Quant Researcher Lab — HFThot Research Lab

Research Pipeline

From raw market data to a deployed strategy — one Docker stack

1 — Data Ingestion (Polarway)

Yahoo Finance / CCXT feeds → Polars DataFrame → Parquet lake. Point-in-time joins via DuckDB prevent lookahead bias.

2 — Regime Detection (HMM · Rust Baum-Welch)

Gaussian HMM with k=3 states fitted to daily log-returns. Rust Baum-Welch converges in <2ms / 500 obs. Viterbi state sequence decoded in <0.5ms.

3 — Parameter Estimation (MCMC · Rust)

Metropolis-Hastings posterior over regime-conditional means and covariances. 10,000 MCMC samples in <800ms via mcmc_sample Rust binding.

4 — Portfolio Optimisation (CARA · Optimiz-R DE)

CARA utility maximisation per regime. For non-convex parameter spaces, Differential Evolution (Optimiz-R) finds the global optimum without gradient information.

5 — Backtesting (Rust backtest engine)

522-day full backtest with transaction costs (10 bps), slippage model, and rebalancing schedule — all in a single backtest_with_costs_rust call.

6 — Reporting (DuckDB + Streamlit)

Results written to DuckDB leaderboard with time-travel support. Streamlit dashboard renders interactive P&L, regime attribution, and weight charts.

Hidden Markov Model — Regime Detection

Identify Bull / Bear / Sideways regimes in real time with Rust Baum-Welch

The model has hidden states $Q = \{q_1,\ldots,q_K\}$ (market regimes) emitting observable log-returns $O = \{r_1,\ldots,r_T\}$ drawn from regime-conditional Gaussians:

Emission probability

$$P(r_t \mid q_t = k) = \mathcal{N}\!\left(r_t;\;\mu_k,\;\sigma_k^2\right)$$

Forward variable (E-step)

____

- Given problem
Quote the research pipeline page word for word, beginning at "2 — Regime Detection" and stopping after "(Rust backtest engine)". These lines have no connection to the research pipeline page.

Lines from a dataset
____

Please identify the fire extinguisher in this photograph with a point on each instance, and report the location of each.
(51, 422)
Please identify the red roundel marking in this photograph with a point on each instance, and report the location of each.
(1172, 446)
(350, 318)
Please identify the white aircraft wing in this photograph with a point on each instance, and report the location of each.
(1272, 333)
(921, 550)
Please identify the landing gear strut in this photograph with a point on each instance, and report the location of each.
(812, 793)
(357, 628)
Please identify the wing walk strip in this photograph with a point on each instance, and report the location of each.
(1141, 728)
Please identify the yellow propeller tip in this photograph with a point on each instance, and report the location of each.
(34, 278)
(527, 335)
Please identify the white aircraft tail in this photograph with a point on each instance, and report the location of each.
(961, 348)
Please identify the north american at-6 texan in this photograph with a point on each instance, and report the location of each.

____

- Result for this task
2 — Regime Detection (HMM · Rust Baum-Welch)

Gaussian HMM with k=3 states fitted to daily log-returns. Rust Baum-Welch converges in <2ms / 500 obs. Viterbi state sequence decoded in <0.5ms.

3 — Parameter Estimation (MCMC · Rust)

Metropolis-Hastings posterior over regime-conditional means and covariances. 10,000 MCMC samples in <800ms via mcmc_sample Rust binding.

4 — Portfolio Optimisation (CARA · Optimiz-R DE)

CARA utility maximisation per regime. For non-convex parameter spaces, Differential Evolution (Optimiz-R) finds the global optimum without gradient information.

5 — Backtesting (Rust backtest engine)